**Text excerpt:**
*****

Ivan Dinev (; born November 8, 1978) is a Bulgarian former competitive figure skater. He is a three-time Grand Prix medalist, an 11-time Bulgarian national champion, and competed at three Olympics.

Career 
In the 1997–98 season, Dinev won two gold medals on the ISU Junior Series and qualified for the Final where he took the silver medal. He competed at his first Olympics in 1998, finishing 11th. 

At the 1999 World Championships, Dinev became the first Bulgarian skater to land a quadruple toe loop in competition. He won bronze at the 1999 Trophée Lalique, becoming the first skater from his country to medal at a Grand Prix event. 

At the 2000 Sparkassen Cup, Dinev's blade broke during a warmup before the free skate; he bought a replacement of a different brand and finished 5th. He went on to win bronze at two other GP events, the 2001 Cup of Russia and 2001 NHK Trophy.

*****

**Supplied material:**
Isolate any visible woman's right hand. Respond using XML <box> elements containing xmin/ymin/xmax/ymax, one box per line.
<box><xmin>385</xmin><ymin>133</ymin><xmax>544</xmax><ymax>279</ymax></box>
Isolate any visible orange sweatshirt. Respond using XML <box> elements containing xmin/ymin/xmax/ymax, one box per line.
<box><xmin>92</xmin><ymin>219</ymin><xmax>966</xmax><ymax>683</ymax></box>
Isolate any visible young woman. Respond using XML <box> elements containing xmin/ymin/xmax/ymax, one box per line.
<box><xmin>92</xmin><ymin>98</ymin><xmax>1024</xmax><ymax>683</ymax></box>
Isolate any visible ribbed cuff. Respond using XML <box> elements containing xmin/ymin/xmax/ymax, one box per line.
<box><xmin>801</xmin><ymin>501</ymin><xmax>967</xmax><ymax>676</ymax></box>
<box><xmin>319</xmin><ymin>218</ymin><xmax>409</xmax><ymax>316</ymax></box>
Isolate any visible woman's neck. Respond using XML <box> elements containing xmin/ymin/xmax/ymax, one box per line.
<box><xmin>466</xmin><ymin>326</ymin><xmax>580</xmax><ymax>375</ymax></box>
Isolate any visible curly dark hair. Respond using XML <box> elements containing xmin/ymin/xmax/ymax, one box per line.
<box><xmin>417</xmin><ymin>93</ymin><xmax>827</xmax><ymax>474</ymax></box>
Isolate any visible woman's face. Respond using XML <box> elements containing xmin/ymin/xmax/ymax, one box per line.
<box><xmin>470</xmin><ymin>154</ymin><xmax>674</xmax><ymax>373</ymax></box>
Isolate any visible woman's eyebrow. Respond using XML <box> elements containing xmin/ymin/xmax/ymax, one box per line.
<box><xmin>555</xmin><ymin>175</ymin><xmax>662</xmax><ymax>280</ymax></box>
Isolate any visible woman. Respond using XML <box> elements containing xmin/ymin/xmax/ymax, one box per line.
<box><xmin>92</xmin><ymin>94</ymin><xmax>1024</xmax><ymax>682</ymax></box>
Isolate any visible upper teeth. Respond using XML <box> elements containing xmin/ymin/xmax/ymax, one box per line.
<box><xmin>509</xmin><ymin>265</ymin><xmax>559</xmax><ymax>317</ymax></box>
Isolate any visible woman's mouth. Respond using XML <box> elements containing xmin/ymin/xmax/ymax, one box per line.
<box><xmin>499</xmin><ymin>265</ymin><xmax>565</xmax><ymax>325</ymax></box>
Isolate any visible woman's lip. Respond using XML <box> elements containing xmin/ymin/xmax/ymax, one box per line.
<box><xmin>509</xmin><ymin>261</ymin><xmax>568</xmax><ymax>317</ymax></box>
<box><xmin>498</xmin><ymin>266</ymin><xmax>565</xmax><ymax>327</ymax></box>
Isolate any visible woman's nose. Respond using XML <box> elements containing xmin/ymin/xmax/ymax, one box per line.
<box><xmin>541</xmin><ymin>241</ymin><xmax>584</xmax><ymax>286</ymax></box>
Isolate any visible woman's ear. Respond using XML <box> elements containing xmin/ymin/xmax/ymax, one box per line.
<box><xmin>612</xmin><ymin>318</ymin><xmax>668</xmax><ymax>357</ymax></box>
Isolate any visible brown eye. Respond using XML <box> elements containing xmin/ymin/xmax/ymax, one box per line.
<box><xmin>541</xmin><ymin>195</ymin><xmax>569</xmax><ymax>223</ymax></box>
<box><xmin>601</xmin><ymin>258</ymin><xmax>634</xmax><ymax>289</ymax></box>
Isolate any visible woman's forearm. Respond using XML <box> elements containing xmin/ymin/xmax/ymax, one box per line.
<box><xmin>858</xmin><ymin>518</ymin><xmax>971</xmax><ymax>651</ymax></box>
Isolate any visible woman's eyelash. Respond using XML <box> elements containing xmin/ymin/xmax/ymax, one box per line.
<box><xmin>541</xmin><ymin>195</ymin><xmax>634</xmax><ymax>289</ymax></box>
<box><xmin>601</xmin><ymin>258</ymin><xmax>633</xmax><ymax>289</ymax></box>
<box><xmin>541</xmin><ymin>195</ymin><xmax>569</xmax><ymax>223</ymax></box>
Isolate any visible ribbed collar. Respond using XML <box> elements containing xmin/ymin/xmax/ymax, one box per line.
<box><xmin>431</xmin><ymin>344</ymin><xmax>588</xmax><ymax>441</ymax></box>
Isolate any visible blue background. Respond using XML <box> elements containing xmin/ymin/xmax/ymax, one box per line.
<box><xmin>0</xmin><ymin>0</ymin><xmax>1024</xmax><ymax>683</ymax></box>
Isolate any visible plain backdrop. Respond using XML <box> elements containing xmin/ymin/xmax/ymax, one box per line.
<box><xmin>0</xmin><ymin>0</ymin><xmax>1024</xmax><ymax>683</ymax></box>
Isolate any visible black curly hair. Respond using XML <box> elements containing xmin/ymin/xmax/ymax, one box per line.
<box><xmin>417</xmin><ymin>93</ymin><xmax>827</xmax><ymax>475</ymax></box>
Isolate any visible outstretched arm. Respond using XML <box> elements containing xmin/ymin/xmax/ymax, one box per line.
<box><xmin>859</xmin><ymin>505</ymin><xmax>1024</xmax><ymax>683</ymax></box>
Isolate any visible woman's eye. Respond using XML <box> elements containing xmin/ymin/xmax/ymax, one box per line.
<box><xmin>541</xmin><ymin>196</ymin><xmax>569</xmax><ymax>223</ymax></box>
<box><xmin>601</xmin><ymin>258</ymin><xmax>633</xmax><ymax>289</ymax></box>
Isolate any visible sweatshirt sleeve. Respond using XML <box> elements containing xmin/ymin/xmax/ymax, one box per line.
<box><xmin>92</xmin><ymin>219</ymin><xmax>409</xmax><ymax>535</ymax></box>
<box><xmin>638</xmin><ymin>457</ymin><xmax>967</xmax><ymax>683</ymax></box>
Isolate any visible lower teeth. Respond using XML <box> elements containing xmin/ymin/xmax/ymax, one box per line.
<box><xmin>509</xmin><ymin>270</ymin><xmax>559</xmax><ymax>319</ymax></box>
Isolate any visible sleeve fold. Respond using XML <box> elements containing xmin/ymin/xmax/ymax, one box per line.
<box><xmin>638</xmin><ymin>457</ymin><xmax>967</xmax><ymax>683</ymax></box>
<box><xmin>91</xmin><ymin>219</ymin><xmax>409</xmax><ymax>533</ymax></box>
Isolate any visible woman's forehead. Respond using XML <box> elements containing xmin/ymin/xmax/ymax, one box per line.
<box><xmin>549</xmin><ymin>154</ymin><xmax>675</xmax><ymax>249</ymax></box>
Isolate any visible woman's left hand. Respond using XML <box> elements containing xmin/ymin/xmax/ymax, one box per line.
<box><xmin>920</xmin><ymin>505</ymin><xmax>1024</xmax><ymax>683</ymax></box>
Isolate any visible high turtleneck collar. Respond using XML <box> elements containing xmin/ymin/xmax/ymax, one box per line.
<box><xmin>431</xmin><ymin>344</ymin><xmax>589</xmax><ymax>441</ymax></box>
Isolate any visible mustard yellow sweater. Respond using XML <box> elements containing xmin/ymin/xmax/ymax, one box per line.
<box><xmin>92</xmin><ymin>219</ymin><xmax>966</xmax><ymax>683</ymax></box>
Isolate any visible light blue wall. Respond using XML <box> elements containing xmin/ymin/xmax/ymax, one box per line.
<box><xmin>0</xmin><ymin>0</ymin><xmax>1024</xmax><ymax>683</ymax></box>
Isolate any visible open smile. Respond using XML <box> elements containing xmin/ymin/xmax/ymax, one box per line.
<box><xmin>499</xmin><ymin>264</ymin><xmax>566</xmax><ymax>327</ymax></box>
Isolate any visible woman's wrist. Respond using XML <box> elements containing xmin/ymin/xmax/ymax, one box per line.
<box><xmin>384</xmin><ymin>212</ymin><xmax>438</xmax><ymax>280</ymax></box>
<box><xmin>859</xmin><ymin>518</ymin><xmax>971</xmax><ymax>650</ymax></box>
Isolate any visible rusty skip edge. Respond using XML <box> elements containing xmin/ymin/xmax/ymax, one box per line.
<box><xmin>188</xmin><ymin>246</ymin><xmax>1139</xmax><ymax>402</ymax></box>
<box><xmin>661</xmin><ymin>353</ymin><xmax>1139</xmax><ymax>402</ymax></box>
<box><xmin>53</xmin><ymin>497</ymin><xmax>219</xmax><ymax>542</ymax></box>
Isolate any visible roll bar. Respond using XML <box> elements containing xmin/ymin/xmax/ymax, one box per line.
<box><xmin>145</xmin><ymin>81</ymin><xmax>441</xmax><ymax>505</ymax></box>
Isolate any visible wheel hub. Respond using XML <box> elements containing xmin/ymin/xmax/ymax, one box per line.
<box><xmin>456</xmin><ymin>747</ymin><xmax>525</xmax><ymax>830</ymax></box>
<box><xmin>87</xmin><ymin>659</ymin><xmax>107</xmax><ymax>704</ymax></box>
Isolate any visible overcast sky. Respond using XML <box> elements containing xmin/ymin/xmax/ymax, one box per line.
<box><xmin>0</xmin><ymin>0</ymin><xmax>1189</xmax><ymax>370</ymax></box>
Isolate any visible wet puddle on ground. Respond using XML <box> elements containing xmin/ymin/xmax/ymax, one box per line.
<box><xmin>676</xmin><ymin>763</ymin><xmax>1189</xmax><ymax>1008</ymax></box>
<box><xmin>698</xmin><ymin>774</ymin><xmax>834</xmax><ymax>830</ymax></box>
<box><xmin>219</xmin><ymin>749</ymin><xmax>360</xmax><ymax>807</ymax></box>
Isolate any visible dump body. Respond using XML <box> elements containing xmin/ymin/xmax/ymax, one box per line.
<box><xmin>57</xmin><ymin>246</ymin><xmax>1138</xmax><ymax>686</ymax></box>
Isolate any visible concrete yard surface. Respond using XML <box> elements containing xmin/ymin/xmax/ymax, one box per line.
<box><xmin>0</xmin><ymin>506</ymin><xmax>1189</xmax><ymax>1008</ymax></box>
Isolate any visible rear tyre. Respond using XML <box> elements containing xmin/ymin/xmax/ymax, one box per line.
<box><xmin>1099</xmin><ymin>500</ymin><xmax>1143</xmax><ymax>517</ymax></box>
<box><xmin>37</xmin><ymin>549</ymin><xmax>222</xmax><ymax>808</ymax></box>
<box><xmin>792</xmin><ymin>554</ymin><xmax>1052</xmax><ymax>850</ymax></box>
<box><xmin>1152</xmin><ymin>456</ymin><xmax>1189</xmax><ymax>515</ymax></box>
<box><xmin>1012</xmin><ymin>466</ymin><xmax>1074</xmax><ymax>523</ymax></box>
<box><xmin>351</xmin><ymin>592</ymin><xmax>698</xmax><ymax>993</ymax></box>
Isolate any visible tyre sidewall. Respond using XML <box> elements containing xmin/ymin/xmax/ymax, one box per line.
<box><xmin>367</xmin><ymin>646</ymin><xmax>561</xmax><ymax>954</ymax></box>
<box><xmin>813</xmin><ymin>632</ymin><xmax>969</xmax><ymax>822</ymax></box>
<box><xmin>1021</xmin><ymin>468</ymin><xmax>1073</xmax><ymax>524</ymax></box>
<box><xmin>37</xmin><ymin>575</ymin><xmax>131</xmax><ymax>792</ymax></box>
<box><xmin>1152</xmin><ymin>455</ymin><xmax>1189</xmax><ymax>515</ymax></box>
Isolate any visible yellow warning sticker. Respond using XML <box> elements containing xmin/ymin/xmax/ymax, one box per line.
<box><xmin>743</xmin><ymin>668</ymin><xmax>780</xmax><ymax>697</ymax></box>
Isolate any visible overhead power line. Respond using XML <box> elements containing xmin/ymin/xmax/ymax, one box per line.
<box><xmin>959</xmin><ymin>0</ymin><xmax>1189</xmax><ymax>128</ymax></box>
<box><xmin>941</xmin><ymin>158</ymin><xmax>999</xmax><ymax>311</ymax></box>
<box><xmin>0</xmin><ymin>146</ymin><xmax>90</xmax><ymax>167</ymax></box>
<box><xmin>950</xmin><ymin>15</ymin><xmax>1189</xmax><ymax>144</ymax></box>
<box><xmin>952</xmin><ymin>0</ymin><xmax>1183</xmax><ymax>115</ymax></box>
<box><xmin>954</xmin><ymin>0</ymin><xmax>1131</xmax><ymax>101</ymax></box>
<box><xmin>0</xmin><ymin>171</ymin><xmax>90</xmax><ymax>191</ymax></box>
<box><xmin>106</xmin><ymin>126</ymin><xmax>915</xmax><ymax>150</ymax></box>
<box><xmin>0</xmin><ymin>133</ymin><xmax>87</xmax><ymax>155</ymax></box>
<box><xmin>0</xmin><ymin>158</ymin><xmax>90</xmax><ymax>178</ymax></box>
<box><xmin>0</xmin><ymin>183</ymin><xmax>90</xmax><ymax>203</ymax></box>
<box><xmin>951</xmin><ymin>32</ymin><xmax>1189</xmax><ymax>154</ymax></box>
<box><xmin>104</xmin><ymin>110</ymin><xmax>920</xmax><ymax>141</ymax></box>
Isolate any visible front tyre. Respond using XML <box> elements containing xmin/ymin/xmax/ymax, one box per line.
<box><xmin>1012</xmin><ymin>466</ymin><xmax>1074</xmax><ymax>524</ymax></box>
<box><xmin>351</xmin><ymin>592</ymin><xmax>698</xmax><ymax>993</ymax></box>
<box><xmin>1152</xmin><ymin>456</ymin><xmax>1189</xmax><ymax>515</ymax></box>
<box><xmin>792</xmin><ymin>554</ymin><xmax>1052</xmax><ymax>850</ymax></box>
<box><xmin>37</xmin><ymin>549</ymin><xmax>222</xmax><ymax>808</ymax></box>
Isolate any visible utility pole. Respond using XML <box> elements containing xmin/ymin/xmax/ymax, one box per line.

*****

**Set task 1:** Transcribe the Ivan Dinev biography from "At the 2000" up to and including "2001 NHK Trophy.".
**Set task 2:** Pick up the Ivan Dinev biography after its last sentence and keep writing.

**Task answer 1:**
At the 2000 Sparkassen Cup, Dinev's blade broke during a warmup before the free skate; he bought a replacement of a different brand and finished 5th. He went on to win bronze at two other GP events, the 2001 Cup of Russia and 2001 NHK Trophy.

**Task answer 2:**
Dinev trained in Sofia, Bulgaria until the end of the 2001–02 season. He finished 13th at his second Olympics in 2002. Dinev then moved to Lake Arrowhead, California to work with Rafael Arutyunyan. He missed his 2002 Grand Prix events due to a broken leg. From 2004 to 2005, he was coached by Igor Pashkevich in Los Angeles and Sofia.

In the 2005–06 season, Dinev was coached by Angela Nikodinov. He competed at his third Olympics, finishing 17th, and retired from competition at the end of the season. 

Dinev and Nikodinov coach together in Harbor City, California. In spring 2016, they became the coaches of Kaitlyn Nguyen, who won the 2017 U.S. junior ladies' title.

Personal life 
Dinev was born on November 8, 1978 in Sofia, Bulgaria. His son, Ivan Jr., from his first marriage was born in spring 2002. He is currently married to Angela Nikodinov, an American of Bulgarian descent. Their daughter was born in May 2012.

Programs

Competitive highlights 
GP: Grand Prix; JGP: Junior Series (Junior Grand Prix)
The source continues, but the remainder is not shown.